(Source document)
There is a partial specialization of the atomic class template for pointers. Specializations of this partial specialization are standard-layout structs. They each have a trivial default constructor and a trivial destructor.

Modify [atomics.flag] as follows:

31.9 Flag type and operations [atomics.flag]

namespace std {
  struct atomic_flag {

    bool test(memory_order = memory_order::seq_cst) const volatile noexcept;
    bool test(memory_order = memory_order::seq_cst) const noexcept;

    bool test_and_set(memory_order = memory_order::seq_cst) volatile noexcept;
    bool test_and_set(memory_order = memory_order::seq_cst) noexcept;
    void clear(memory_order = memory_order::seq_cst) volatile noexcept;
    void clear(memory_order = memory_order::seq_cst) noexcept;

    void wait(bool, memory_order = memory_order::seq_cst) const volatile noexcept;

    void wait(bool, memory_order = memory_order::seq_cst) const noexcept;

    void notify_one() volatile noexcept;

    void notify_one() noexcept;

    void notify_all() volatile noexcept;

    void notify_all() noexcept;

 
    atomic_flag() noexcept = default;
    atomic_flag(const atomic_flag&) = delete;
    atomic_flag& operator=(const atomic_flag&) = delete;
    atomic_flag& operator=(const atomic_flag&) volatile = delete;
  };

  bool atomic_flag_test(const volatile atomic_flag*) noexcept;
  bool atomic_flag_test(const atomic_flag*) noexcept;
  bool atomic_flag_test_explicit(const volatile atomic_flag*, memory_order) noexcept;
  bool atomic_flag_test_explicit(const atomic_flag*, memory_order) noexcept;

  bool atomic_flag_test_and_set(volatile atomic_flag*) noexcept;
  bool atomic_flag_test_and_set(atomic_flag*) noexcept;
  bool atomic_flag_test_and_set_explicit(volatile atomic_flag*, memory_order) noexcept;
  bool atomic_flag_test_and_set_explicit(atomic_flag*, memory_order) noexcept;
  void atomic_flag_clear(volatile atomic_flag*) noexcept;
  void atomic_flag_clear(atomic_flag*) noexcept;
  void atomic_flag_clear_explicit(volatile atomic_flag*, memory_order) noexcept;
  void atomic_flag_clear_explicit(atomic_flag*, memory_order) noexcept;

  void atomic_flag_wait(const volatile atomic_flag*, bool) noexcept;
  void atomic_flag_wait(const atomic_flag*, bool) noexcept;
  void atomic_flag_wait_explicit(const volatile atomic_flag*, 
                                 bool, memory_order) noexcept;
  void atomic_flag_wait_explicit(const atomic_flag*, 
                                 bool, memory_order) noexcept;
  void atomic_flag_notify_one(volatile atomic_flag*) noexcept;
  void atomic_flag_notify_one(atomic_flag*) noexcept;
  void atomic_flag_notify_all(volatile atomic_flag*) const noexcept;
  void atomic_flag_notify_all(atomic_flag*) const noexcept;

 
  #define ATOMIC_FLAG_INIT see below

The atomic_flag type provides the classic test-and-set functionality. It has two states, set and clear.

(Data)

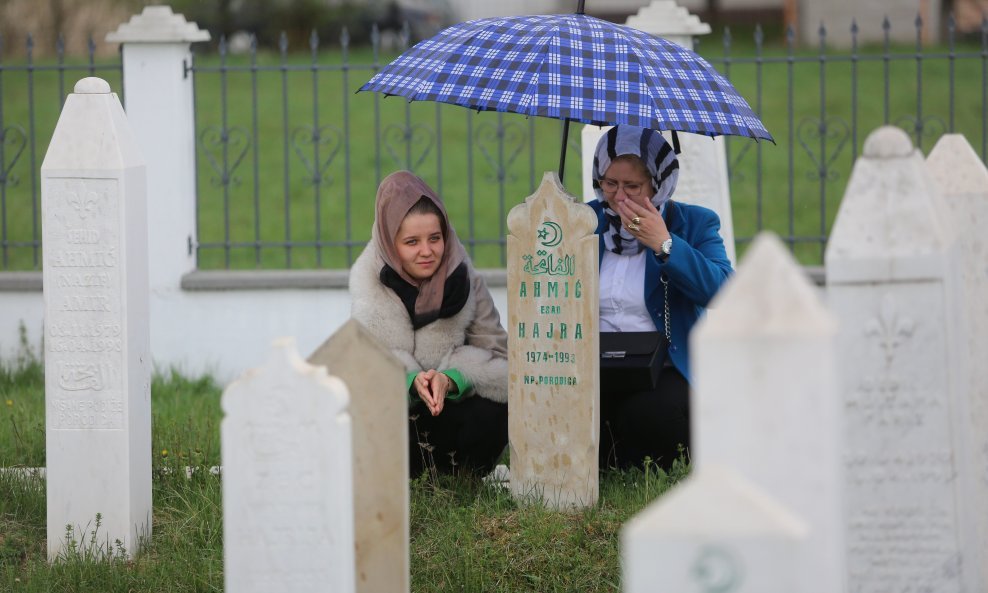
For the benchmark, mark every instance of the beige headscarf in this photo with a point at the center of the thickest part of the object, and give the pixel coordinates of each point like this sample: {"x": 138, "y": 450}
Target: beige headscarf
{"x": 396, "y": 195}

(Stated problem 1) In the atomic_flag specification, what two states does the atomic_flag type have?
(Stated problem 2) From the atomic_flag specification, extract the passage from "There is a partial" to "a trivial destructor.".
(Stated problem 3) Write the next part of the atomic_flag specification, picking up after its final sentence.

(Exercise response 1) Set and clear.

(Exercise response 2)
There is a partial specialization of the atomic class template for pointers. Specializations of this partial specialization are standard-layout structs. They each have a trivial default constructor and a trivial destructor.

(Exercise response 3)
Operations on an object of type atomic_flag shall be lock-free. [ Note: Hence the operations should also be address-free. — end note ]

The atomic_flag type is a standard-layout struct. It has a trivial default constructor and a trivial destructor.

The macro ATOMIC_FLAG_INIT shall be defined in such a way that it can be used to initialize an object of type atomic_flag to the clear state. The macro can be used in the form:

atomic_flag guard = ATOMIC_FLAG_INIT;

It is unspecified whether the macro can be used in other initialization contexts. For a complete static-duration object, that initialization shall be static. Unless initialized with ATOMIC_FLAG_INIT, it is unspecified whether an atomic_flag object has an initial state of set or clear.

bool atomic_flag_test(const volatile atomic_flag* object) noexcept;
bool atomic_flag_test(const atomic_flag* object) noexcept;
bool atomic_flag_test_explicit(const volatile atomic_flag* object,
                               memory_order order) noexcept;
bool atomic_flag_test_explicit(const atomic_flag* object,
                               memory_order order) noexcept;
bool atomic_flag::test(memory_order order =
                         memory_order::seq_cst) const volatile noexcept;
bool atomic_flag::test(memory_order order =
                         memory_order::seq_cst) const noexcept;

For atomic_flag_test, let order be memory_order::seq_cst.

Expects: order is neither memory_order::release nor memory_order::acq_rel.

Effects: Memory is affected according to the value of order.

Returns: Atomically returns the value pointed to by object or this.

bool atomic_flag_test_and_set(volatile atomic_flag* object) noexcept;
bool atomic_flag_test_and_set(atomic_flag* object) noexcept;
bool atomic_flag_test_and_set_explicit(volatile atomic_flag* object,
                                       memory_order order) noexcept;
bool atomic_flag_test_and_set_explicit(atomic_flag* object,
                                       memory_order order) noexcept;
bool atomic_flag::test_and_set(memory_order order =
                                 memory_order::seq_cst) volatile noexcept;
bool atomic_flag::test_and_set(memory_order order =
                                 memory_order::seq_cst) noexcept;

Effects: Atomically sets the value pointed to by object or by this to true. Memory is affected according to the value of order. These operations are atomic read-modify-write operations (4.7).

Returns: Atomically, the value of the object immediately before the effects.

void atomic_flag_clear(volatile atomic_flag* object) noexcept;
void atomic_flag_clear(atomic_flag* object) noexcept;
void atomic_flag_clear_explicit(volatile atomic_flag* object,
                                memory_order order) noexcept;
void atomic_flag_clear_explicit(atomic_flag* object,
                                memory_order order) noexcept;
void atomic_flag::clear(memory_order order =
                          memory_order::seq_cst) volatile noexcept;
void atomic_flag::clear(memory_order order = 
                          memory_order::seq_cst) noexcept;

Expects: order is neither memory_order::consume, memory_order::acquire, nor memory_order::acq_rel.

Effects: Atomically sets the value pointed to by object or by this to false. Memory is affected according to the value of order.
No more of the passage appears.